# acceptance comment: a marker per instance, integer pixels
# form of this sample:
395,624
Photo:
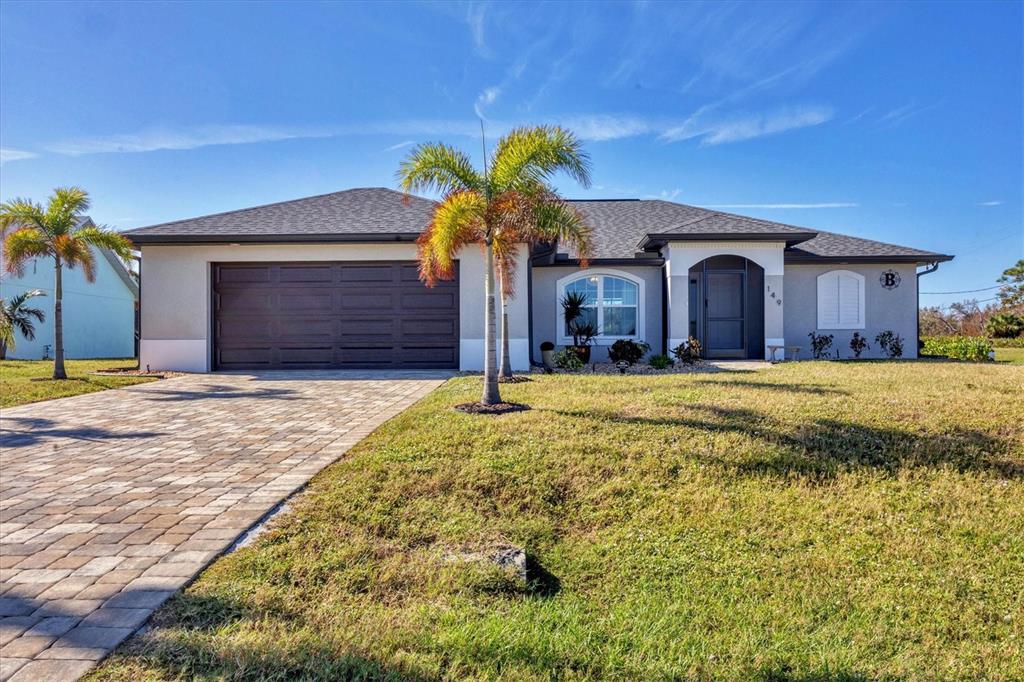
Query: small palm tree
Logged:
59,231
509,204
16,316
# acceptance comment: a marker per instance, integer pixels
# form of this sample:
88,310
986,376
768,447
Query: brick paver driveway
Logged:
113,501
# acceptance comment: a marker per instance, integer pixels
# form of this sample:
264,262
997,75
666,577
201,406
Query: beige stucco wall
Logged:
175,297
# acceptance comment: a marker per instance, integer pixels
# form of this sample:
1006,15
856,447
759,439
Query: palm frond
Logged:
104,238
557,220
534,155
438,167
23,245
65,209
458,220
22,213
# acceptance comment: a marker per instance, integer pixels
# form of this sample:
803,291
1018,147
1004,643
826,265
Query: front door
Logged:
724,306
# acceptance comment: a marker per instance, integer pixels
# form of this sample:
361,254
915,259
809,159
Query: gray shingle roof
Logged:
369,211
620,225
830,245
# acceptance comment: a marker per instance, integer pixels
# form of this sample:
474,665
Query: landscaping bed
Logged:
818,521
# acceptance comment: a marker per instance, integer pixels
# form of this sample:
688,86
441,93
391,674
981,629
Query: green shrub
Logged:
891,343
820,343
567,358
630,351
688,351
660,361
1009,343
1005,326
974,348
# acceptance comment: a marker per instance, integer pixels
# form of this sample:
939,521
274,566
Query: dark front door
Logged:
332,315
724,306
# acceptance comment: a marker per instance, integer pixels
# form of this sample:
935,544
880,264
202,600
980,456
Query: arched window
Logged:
841,300
614,303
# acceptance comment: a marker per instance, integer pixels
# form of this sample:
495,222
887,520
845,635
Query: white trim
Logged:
822,312
176,354
471,354
601,340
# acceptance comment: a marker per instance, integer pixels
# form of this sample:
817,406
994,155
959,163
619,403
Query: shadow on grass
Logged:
823,448
186,642
788,388
540,582
783,674
24,431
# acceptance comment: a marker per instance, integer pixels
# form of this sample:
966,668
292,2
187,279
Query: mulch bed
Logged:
497,409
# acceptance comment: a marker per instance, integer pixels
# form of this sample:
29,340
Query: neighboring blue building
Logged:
98,316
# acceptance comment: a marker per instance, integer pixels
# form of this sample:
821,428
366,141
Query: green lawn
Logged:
1013,355
30,381
810,521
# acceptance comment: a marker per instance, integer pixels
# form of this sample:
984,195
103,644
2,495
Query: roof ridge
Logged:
264,206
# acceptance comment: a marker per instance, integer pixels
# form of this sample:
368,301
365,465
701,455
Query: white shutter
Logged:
849,301
841,300
828,301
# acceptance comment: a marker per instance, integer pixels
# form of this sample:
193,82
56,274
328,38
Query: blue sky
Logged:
896,122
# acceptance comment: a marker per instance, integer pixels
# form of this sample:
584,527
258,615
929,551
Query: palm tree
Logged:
509,204
60,231
16,316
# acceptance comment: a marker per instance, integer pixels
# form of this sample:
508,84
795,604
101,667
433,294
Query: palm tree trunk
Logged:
491,392
506,371
58,370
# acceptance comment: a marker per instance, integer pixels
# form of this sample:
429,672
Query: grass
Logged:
811,521
30,381
1012,355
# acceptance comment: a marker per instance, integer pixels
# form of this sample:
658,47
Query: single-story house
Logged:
98,316
331,282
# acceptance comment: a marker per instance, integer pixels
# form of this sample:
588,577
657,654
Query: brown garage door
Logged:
332,315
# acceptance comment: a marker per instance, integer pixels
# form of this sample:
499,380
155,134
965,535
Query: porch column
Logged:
774,305
677,271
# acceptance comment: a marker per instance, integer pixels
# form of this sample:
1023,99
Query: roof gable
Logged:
622,227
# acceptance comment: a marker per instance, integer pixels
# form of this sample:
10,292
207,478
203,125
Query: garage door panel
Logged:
305,328
377,273
371,300
296,273
296,300
415,300
246,301
333,314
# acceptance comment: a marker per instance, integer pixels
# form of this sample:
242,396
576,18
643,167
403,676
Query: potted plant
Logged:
547,351
583,333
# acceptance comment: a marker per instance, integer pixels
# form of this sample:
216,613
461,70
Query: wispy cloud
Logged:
717,129
399,145
897,116
182,138
785,206
709,129
210,135
476,17
486,98
6,155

^^^^

__Goal of the exercise__.
Working from the records above, find how many lines contain the string "blue" and answer with the bare number.

__Solution to this task__.
2